• **Exercise aim**: Copy the entries that appear below in full, leaving out any picture among them.
= Beginning of Section =
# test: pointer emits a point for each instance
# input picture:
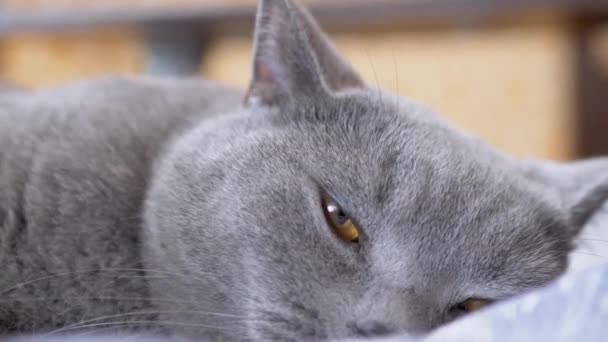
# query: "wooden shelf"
(337, 15)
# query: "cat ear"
(293, 57)
(581, 187)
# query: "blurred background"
(528, 76)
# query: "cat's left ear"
(293, 57)
(581, 187)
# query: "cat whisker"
(65, 274)
(371, 63)
(150, 299)
(591, 239)
(591, 254)
(137, 323)
(137, 313)
(396, 78)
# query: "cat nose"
(371, 329)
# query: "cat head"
(325, 208)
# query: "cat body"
(184, 207)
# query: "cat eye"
(471, 305)
(341, 223)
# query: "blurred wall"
(511, 84)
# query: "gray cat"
(317, 207)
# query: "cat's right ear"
(581, 188)
(293, 57)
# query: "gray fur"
(141, 201)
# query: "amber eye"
(471, 305)
(340, 222)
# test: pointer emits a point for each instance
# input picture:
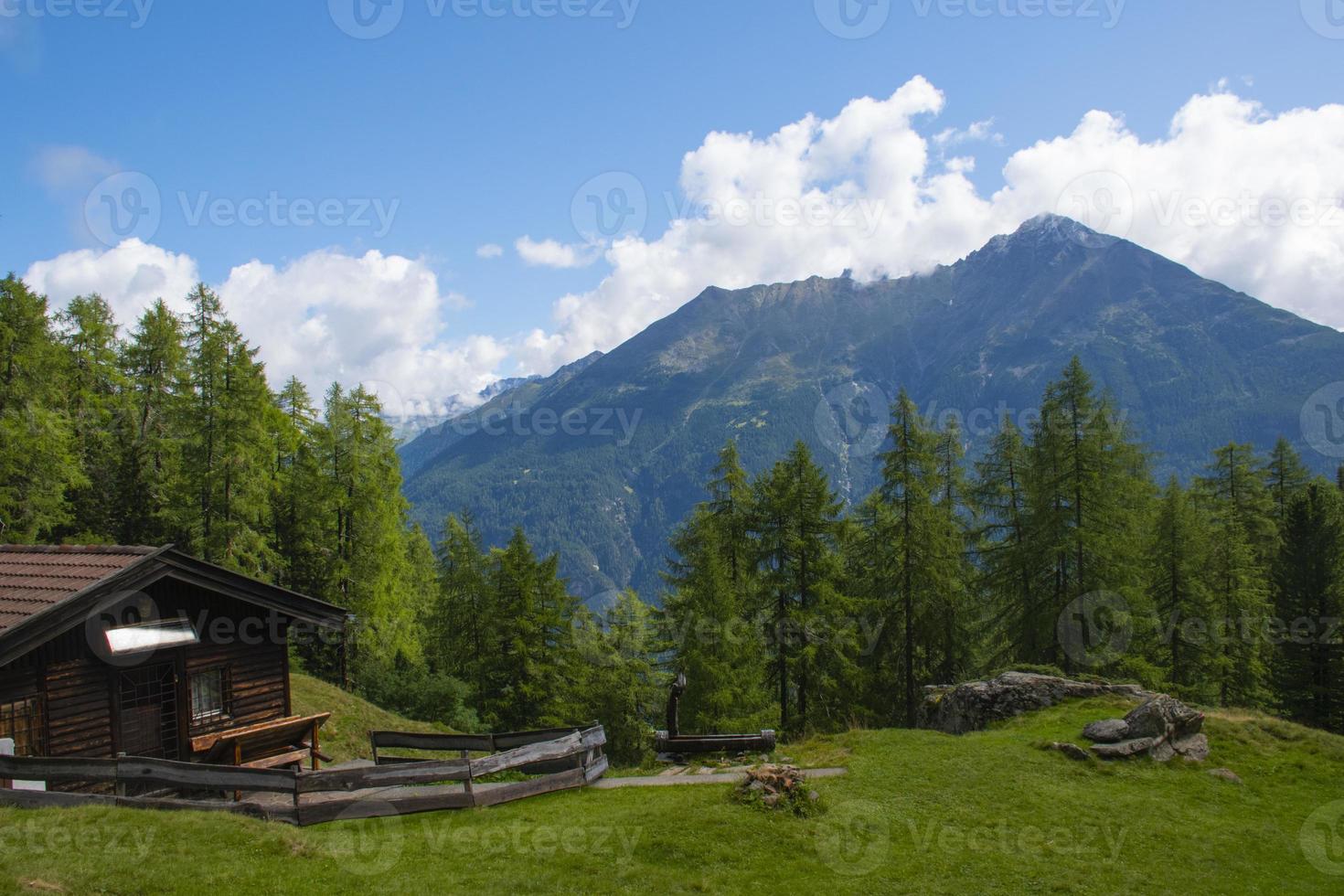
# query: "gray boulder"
(1163, 727)
(1108, 731)
(1124, 749)
(975, 704)
(1163, 716)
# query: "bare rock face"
(1108, 731)
(1072, 752)
(975, 704)
(1163, 727)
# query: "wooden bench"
(271, 744)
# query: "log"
(395, 775)
(192, 776)
(522, 790)
(102, 772)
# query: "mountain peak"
(1050, 228)
(1050, 231)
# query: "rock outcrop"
(1163, 727)
(975, 704)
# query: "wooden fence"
(394, 786)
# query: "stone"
(975, 704)
(1192, 749)
(1072, 752)
(1124, 749)
(1108, 731)
(1164, 716)
(1164, 726)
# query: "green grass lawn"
(920, 813)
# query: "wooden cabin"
(148, 652)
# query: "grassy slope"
(346, 733)
(918, 813)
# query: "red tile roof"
(34, 578)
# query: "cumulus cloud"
(325, 317)
(1238, 194)
(549, 252)
(131, 277)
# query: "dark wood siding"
(78, 709)
(246, 641)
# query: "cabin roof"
(48, 590)
(34, 578)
= End of Section =
• **Exercise output**:
# test: pointer emits a point for each instance
# input picture:
# query: "wooden shelf"
(337, 15)
# query: "cat ear"
(293, 57)
(581, 187)
# query: "blurred background"
(528, 76)
# query: "cat's left ear"
(293, 57)
(581, 187)
# query: "cat whisker"
(65, 274)
(371, 63)
(150, 299)
(591, 239)
(591, 254)
(137, 323)
(137, 313)
(396, 78)
# query: "cat nose"
(371, 329)
# query: "cat head"
(325, 208)
# query: "cat body"
(184, 207)
# query: "cat eye"
(471, 305)
(341, 223)
# query: "blurred wall"
(511, 84)
# query: "gray cat"
(317, 207)
# query: "cat's right ear"
(581, 188)
(293, 57)
# query: "gray fur"
(141, 201)
# query: "amber eye"
(471, 305)
(340, 222)
# test: pointer emits a point for each instance
# input picture:
# query: "gray boulder"
(1163, 727)
(1108, 731)
(1124, 749)
(975, 704)
(1163, 716)
# query: "bare rock face"
(1108, 731)
(1072, 752)
(975, 704)
(1163, 727)
# query: "wooden bench"
(271, 744)
# query: "log"
(395, 775)
(192, 776)
(522, 790)
(102, 772)
# query: "mountain peak"
(1050, 228)
(1050, 231)
# query: "rock outcrop"
(1163, 727)
(975, 704)
# query: "wooden fence"
(394, 786)
# query: "stone"
(975, 704)
(1192, 749)
(1072, 752)
(1124, 749)
(1108, 731)
(1164, 716)
(1164, 726)
# query: "green grass lawn"
(920, 813)
# query: "wooden cabin"
(148, 652)
# query: "grassy slope"
(346, 733)
(918, 813)
# query: "red tile roof"
(34, 578)
# query: "cumulus cloud"
(325, 317)
(1238, 194)
(549, 252)
(131, 277)
# query: "dark wood siding"
(78, 709)
(246, 641)
# query: "cabin roof"
(48, 590)
(34, 578)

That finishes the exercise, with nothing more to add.